-------- AVAILABLE RECORDS --------

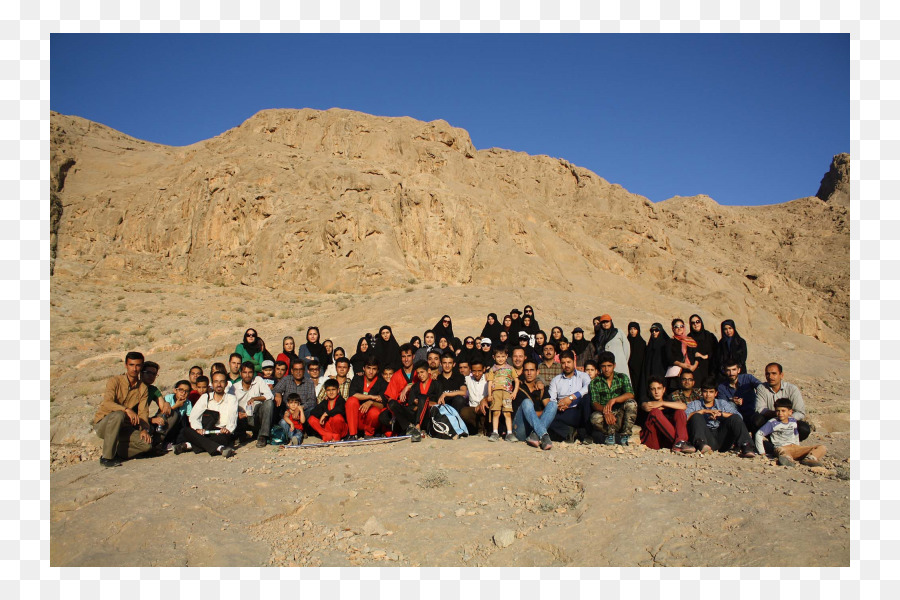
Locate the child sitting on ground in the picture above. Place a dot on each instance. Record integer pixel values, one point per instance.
(782, 433)
(293, 420)
(503, 386)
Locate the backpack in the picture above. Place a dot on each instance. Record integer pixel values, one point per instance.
(277, 436)
(443, 422)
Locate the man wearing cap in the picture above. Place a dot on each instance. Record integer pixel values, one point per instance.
(256, 404)
(608, 338)
(487, 353)
(524, 342)
(548, 368)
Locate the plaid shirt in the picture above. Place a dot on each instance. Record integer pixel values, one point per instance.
(546, 374)
(344, 390)
(601, 393)
(306, 390)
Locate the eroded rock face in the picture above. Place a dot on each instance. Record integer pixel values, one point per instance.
(339, 200)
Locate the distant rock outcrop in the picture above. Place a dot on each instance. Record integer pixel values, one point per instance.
(339, 200)
(835, 185)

--------

Your task is to write out the lines from the one with "Locate the backpack" through the end of the records, exactly and with nothing added.

Locate the backpack in the picture above. Place a dot on each instance. Record integer pixel values, one point per instance.
(277, 436)
(443, 422)
Locate the man wearing cap in the picture above. Place a dot on each instance. Record integer pixel values, one point per instance.
(256, 404)
(608, 338)
(487, 353)
(524, 342)
(548, 368)
Locate the plaid shirt in the picture above. Place a dot on each instance. Record integer pixel values, one point per instance.
(546, 374)
(344, 390)
(601, 393)
(306, 390)
Locate the eroded rock face in the picture above. Place a dot on each instance. Record integer pixel values, one point per instance.
(339, 200)
Locate the distant rock outcrop in the picture above. Place a dot on each instance. Record integer pixel values, one point per instance.
(339, 200)
(835, 185)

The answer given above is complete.